• [Aim]:
Can you give the listing again in full, changing each "photo above" to "image shown" and keeping everything else as it is? Leave the pictures out of your answer.

*** The input

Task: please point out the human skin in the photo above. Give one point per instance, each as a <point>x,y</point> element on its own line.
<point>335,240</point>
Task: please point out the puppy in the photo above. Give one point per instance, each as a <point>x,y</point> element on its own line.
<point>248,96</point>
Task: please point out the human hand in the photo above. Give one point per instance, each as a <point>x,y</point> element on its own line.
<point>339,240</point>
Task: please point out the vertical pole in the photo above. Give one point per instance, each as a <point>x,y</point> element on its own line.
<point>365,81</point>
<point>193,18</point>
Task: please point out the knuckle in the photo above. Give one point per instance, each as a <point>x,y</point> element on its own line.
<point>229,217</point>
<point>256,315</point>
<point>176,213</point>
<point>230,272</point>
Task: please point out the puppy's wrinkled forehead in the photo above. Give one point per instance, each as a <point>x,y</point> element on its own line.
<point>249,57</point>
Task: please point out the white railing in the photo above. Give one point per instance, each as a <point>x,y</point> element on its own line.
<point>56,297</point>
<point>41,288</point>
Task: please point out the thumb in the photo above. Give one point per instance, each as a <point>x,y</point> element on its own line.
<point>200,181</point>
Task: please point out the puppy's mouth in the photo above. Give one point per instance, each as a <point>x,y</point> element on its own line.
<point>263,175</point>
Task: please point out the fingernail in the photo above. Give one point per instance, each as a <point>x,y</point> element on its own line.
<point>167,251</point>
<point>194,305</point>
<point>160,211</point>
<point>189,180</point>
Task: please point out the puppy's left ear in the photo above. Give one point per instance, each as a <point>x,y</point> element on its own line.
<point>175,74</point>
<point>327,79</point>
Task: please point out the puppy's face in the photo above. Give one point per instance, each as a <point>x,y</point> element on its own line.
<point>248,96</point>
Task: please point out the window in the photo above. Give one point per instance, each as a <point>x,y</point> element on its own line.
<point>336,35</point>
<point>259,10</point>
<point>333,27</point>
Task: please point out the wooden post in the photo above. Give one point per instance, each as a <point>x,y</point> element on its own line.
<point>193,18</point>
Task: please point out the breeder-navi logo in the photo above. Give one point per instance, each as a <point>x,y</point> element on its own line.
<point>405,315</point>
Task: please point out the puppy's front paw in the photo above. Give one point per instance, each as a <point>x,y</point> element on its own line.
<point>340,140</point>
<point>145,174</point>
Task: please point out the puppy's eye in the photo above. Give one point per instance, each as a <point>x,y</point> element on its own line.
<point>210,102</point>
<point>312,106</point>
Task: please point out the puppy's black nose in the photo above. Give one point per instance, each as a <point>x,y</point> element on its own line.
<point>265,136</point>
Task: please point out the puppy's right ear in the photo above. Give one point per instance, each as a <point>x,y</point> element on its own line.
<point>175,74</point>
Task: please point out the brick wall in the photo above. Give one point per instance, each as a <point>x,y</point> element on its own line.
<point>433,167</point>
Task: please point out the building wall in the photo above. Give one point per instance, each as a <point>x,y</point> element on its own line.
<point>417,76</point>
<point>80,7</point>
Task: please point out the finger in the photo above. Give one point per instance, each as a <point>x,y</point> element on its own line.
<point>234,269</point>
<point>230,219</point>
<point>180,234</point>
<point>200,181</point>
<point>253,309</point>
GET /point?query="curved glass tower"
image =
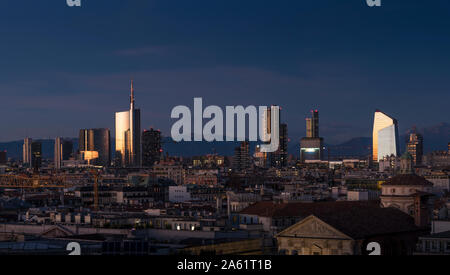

******

• [Complete output]:
Task: please point out the human skin in the image shown. Give one point per instance, each as a <point>x,y</point> element on its own line.
<point>335,240</point>
Task: please point out the puppy in the image shown. Give one point per instance, each as a <point>x,y</point> element on its own line.
<point>248,96</point>
Task: please point out the human hand in the image shown. Give one point per instance, each as a <point>x,y</point> element on its own line.
<point>339,240</point>
Task: please point out the vertical pole in the image shown. Give one point per instance, each as a <point>x,y</point> element on its own line.
<point>365,81</point>
<point>193,18</point>
Task: please point out the knuckle in the image shown. Give one point per instance, each as a <point>x,y</point> element on its own line.
<point>229,217</point>
<point>256,315</point>
<point>176,213</point>
<point>230,272</point>
Task: please point out the puppy's wrinkled forehead in the image shown. Give one point per instance, each as a <point>x,y</point> element on its own line.
<point>249,57</point>
Task: please point out the white railing in the image shown. Give one point per instance, each as a <point>x,y</point> element on its own line.
<point>56,297</point>
<point>41,288</point>
Task: please point out the thumb in the image shown. Give one point per instance, each as a <point>x,y</point> element on its own line.
<point>200,181</point>
Task: please point out the puppy's mouth in the image shown. Give one point per instance, each as a <point>x,y</point> element on its own line.
<point>263,175</point>
Task: please point out the fingernail in the image shown. Give one point per instance, each as a <point>x,y</point> element on its own line.
<point>167,251</point>
<point>194,305</point>
<point>160,211</point>
<point>189,180</point>
Task: please point out the puppy's left ear in the image shown. Give one point per instance, each as a <point>x,y</point> element on its own line.
<point>175,74</point>
<point>327,79</point>
Task: please point out the puppy's face in the image shown. Give one point per instance, each as a <point>x,y</point> element on its own line.
<point>248,96</point>
Task: please point out the window in the image shown. Give one point per instance, each as a <point>x,y</point> element on its own line.
<point>336,35</point>
<point>259,10</point>
<point>333,27</point>
Task: please point out the wooden post in the image shown. Give one point per instance, each as a <point>x,y</point> element on its own line.
<point>193,18</point>
Task: please point out the breeder-navi logo in the image shown. Give one point per instance, each as a <point>x,y</point> element on its own line.
<point>405,315</point>
Task: please point out the puppy's front paw in the image shown. Give one point per instance, each as a <point>x,y</point> element on its own line.
<point>340,140</point>
<point>145,174</point>
Task: please point out the puppy's eye in the image shown. Give one point per instance, each as a <point>x,y</point> element on its own line.
<point>210,102</point>
<point>312,106</point>
Task: please point out the puppy's black nose in the image shown. Give one point per instance, each as a <point>x,y</point> element on its own line.
<point>265,136</point>
Task: please point out the puppy's right ear in the image shown. Give one point per instance, each as a <point>x,y</point> element on its own line.
<point>175,74</point>
Task: please point out the brick wall in the image shown. Give one point per instance, each as a <point>x,y</point> element on its own line.
<point>433,167</point>
Task: please point out the building wall in the image shown. Give one point per instance, each as a <point>x,y</point> element on its own line.
<point>417,76</point>
<point>80,7</point>
Task: please point out the finger in the image shown. Give one point per instance, each as a <point>x,y</point> element on its own line.
<point>234,269</point>
<point>230,219</point>
<point>180,234</point>
<point>200,181</point>
<point>253,309</point>
GET /point?query="curved glass tower"
image =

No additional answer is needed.